━━ Provided data

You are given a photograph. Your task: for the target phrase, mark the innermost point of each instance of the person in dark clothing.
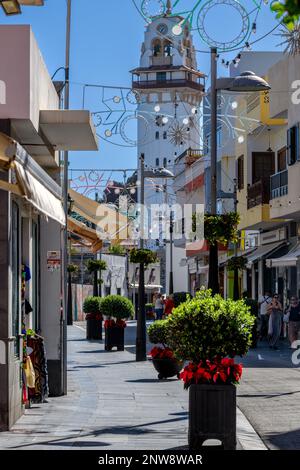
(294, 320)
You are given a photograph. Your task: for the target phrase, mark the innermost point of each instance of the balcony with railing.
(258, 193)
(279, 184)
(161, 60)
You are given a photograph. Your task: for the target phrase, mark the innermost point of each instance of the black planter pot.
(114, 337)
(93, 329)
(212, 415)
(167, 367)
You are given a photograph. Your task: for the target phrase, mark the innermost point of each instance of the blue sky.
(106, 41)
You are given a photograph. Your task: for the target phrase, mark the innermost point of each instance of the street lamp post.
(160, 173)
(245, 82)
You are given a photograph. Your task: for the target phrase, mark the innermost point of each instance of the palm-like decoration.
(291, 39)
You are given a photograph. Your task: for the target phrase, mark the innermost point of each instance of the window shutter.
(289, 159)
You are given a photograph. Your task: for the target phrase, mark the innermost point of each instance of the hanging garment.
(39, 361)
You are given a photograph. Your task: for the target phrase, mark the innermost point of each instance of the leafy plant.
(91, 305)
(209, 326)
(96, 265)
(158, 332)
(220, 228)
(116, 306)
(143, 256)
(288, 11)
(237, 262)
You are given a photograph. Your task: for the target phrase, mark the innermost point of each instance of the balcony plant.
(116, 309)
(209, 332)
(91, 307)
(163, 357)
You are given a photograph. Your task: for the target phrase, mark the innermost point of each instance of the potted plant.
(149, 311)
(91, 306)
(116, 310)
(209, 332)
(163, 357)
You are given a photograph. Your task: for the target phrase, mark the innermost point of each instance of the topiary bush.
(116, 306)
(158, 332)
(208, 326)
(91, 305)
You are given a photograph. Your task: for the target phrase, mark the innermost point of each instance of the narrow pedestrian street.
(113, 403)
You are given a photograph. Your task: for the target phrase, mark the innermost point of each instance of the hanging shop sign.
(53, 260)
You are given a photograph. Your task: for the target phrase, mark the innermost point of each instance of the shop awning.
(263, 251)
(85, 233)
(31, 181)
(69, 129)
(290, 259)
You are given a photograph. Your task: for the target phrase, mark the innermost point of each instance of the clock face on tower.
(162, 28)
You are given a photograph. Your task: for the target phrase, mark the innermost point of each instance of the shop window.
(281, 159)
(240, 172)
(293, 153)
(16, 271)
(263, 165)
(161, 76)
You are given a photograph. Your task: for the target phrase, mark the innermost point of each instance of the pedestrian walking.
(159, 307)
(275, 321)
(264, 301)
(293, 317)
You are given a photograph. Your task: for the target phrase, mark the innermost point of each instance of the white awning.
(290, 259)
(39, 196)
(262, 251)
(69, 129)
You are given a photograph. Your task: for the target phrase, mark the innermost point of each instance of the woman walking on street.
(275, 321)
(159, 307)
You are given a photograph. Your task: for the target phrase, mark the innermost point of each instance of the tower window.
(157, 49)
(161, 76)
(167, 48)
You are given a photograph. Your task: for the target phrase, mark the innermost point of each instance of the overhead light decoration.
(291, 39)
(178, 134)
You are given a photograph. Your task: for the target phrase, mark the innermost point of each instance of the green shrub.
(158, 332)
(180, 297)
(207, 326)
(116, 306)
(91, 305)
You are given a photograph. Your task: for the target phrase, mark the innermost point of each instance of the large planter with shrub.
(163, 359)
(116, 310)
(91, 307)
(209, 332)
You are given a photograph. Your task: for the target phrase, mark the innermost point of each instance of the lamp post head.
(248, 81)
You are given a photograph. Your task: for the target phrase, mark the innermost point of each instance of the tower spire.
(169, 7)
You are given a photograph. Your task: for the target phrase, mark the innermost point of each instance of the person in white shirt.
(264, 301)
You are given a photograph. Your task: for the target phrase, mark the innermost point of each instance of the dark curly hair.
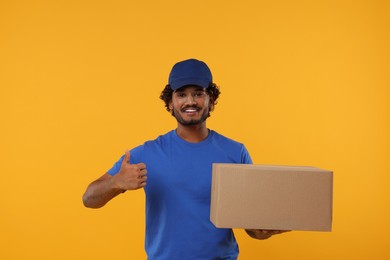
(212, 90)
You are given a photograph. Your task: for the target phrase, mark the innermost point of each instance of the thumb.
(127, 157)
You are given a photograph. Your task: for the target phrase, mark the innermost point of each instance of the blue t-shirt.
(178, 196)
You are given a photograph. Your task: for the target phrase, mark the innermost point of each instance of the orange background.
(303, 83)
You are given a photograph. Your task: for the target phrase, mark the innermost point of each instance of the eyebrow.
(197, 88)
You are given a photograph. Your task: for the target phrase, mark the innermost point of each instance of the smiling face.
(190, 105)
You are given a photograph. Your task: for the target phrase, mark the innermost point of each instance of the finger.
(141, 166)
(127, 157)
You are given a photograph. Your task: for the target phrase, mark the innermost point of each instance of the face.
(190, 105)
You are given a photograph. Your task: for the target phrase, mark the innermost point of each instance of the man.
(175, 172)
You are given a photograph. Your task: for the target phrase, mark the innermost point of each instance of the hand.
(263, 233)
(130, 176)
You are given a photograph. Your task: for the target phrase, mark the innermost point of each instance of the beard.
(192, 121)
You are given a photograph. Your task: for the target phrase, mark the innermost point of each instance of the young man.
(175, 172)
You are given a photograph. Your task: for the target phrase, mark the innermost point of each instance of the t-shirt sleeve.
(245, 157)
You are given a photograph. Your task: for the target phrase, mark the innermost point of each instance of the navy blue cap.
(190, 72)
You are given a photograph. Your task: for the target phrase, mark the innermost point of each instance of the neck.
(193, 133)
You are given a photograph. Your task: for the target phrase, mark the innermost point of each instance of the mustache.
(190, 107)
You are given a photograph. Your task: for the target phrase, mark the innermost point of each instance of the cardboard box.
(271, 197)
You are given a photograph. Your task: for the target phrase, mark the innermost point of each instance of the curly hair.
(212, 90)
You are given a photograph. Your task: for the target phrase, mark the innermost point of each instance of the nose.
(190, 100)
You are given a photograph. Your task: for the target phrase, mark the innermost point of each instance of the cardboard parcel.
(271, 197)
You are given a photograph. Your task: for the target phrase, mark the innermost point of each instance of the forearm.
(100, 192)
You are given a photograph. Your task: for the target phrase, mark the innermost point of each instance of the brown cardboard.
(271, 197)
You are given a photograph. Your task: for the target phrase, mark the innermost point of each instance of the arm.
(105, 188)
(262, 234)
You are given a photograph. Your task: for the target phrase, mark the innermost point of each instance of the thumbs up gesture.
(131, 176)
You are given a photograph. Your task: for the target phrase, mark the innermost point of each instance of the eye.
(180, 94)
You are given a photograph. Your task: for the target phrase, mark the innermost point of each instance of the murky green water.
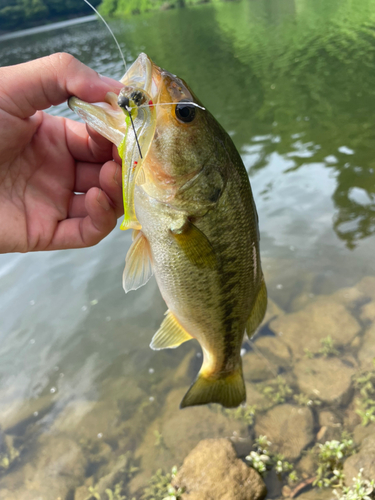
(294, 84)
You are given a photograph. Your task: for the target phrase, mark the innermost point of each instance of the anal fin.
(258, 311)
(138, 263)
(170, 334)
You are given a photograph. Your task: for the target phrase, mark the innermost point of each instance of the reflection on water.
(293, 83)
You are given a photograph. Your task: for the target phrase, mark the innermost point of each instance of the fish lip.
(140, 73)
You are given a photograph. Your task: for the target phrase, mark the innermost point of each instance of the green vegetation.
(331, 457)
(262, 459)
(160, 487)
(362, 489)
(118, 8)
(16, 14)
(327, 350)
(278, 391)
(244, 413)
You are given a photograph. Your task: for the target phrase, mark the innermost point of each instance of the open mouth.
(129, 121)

━━━━
━━ Provided data

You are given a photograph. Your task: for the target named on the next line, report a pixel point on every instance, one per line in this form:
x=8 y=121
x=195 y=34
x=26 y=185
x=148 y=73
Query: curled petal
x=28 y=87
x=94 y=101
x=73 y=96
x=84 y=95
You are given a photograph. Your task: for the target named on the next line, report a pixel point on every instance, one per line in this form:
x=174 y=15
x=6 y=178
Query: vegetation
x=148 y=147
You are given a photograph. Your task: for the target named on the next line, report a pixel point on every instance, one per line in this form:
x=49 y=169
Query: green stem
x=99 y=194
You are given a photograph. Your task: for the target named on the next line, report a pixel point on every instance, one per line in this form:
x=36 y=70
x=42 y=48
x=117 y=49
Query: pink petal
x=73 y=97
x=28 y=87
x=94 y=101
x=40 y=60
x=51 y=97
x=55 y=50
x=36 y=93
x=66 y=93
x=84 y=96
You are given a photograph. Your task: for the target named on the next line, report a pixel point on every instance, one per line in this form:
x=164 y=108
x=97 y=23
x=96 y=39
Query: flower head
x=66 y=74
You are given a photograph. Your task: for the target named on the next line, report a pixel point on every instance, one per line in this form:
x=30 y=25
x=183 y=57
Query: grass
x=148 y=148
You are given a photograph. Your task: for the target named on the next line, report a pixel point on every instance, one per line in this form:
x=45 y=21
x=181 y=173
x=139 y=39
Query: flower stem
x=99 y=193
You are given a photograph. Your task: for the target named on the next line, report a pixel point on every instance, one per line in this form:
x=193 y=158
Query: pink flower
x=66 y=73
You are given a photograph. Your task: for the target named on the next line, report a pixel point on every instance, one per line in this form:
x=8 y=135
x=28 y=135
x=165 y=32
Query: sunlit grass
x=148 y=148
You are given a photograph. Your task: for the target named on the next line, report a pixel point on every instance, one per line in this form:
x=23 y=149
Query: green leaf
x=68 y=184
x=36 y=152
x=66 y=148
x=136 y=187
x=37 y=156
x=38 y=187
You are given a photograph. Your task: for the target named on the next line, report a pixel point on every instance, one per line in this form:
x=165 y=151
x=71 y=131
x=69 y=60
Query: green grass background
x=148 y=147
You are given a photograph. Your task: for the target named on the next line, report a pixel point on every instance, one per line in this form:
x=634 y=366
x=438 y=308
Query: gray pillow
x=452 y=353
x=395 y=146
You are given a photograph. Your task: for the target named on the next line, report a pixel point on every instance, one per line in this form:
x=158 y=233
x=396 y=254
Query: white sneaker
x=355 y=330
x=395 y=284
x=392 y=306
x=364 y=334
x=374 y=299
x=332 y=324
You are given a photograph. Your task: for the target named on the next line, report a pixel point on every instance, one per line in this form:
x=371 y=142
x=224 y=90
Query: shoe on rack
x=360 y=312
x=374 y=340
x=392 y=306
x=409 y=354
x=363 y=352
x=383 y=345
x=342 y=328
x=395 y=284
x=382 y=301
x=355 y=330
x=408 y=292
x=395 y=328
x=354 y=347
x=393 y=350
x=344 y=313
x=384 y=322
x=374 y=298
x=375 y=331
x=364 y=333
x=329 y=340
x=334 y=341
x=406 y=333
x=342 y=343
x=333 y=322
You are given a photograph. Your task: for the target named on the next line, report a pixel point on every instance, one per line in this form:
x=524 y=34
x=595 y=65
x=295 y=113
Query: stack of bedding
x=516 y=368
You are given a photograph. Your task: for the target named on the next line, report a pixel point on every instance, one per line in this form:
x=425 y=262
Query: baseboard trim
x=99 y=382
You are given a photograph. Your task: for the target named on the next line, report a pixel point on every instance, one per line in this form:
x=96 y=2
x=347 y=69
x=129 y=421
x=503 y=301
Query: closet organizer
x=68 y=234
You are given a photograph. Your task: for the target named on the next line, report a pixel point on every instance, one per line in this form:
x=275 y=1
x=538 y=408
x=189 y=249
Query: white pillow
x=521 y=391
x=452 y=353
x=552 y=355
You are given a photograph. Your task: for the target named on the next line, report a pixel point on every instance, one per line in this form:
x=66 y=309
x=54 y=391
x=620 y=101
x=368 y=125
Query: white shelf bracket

━━━━
━━ Provided data

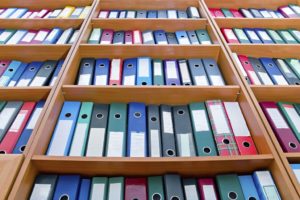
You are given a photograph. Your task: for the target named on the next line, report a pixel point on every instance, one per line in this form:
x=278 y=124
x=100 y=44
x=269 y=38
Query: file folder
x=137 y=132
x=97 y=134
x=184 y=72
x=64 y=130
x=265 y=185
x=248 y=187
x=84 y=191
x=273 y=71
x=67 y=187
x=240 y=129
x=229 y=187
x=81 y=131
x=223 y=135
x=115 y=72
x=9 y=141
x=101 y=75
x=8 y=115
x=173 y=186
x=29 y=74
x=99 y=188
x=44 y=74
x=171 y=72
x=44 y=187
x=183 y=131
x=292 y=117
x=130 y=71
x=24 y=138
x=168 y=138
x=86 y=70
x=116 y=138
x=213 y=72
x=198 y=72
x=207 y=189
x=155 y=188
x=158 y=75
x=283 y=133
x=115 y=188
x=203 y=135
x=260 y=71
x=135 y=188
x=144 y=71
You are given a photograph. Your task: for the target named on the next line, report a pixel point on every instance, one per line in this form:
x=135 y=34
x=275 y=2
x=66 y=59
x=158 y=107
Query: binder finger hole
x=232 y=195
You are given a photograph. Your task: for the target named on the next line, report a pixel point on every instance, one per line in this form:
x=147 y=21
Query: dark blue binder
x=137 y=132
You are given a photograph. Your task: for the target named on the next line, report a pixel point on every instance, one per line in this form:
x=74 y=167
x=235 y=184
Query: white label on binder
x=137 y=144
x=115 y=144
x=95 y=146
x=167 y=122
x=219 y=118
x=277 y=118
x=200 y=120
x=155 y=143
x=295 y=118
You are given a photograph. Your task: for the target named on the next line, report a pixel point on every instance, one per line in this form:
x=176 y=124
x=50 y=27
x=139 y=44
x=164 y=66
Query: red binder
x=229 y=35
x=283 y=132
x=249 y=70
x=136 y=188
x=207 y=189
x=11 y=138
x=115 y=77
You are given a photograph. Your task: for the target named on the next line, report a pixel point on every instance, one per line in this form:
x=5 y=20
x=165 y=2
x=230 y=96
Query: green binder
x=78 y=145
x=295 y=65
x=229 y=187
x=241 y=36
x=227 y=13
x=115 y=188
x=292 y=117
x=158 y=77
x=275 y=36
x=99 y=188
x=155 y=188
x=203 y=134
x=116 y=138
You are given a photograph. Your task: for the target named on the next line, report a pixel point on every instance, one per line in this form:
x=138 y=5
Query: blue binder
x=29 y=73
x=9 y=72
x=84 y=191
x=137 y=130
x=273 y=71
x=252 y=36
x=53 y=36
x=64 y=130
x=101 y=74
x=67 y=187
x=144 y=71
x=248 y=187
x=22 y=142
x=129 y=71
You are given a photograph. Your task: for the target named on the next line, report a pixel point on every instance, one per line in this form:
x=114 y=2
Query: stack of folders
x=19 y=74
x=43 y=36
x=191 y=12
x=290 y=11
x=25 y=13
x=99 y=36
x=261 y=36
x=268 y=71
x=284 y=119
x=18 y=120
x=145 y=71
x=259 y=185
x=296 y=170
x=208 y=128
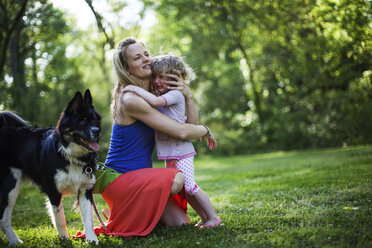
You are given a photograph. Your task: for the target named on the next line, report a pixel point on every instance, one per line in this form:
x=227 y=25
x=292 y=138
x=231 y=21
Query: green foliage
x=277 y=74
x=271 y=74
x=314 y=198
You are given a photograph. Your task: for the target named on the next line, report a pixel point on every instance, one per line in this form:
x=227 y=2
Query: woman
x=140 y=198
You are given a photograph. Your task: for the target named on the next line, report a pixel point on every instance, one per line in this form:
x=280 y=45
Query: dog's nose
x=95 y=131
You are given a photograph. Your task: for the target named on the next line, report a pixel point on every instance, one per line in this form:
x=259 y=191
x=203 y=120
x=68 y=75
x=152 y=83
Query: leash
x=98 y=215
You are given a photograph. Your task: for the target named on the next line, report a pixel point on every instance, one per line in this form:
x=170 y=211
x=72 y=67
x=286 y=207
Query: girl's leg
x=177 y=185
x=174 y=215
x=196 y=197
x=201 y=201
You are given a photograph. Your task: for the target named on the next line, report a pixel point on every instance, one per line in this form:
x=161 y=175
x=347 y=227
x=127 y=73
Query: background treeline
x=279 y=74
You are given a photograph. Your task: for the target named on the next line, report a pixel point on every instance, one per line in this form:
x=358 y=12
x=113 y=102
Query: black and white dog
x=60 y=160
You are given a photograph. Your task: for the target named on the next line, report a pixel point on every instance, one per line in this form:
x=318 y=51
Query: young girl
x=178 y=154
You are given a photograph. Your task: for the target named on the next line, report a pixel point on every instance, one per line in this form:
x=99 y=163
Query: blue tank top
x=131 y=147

━━━━

-- What the task requires --
Using the data above, extract exactly the lines from the one that holds "Query: closet organizer" to the one that holds "Query: white shelf bracket", both ends included, and no others.

-- Exercise answer --
Query: closet organizer
x=68 y=234
You are given a photograph. Your task: for the target named on the next line, report a pixel point on every instance, one per line in this form:
x=275 y=1
x=538 y=408
x=189 y=249
Query: white pillow
x=521 y=391
x=452 y=353
x=552 y=355
You are given a photograph. Your task: for the target named on the next line, report a pixel point on every instance, one per line in this form:
x=66 y=309
x=54 y=391
x=620 y=101
x=368 y=125
Query: white shelf bracket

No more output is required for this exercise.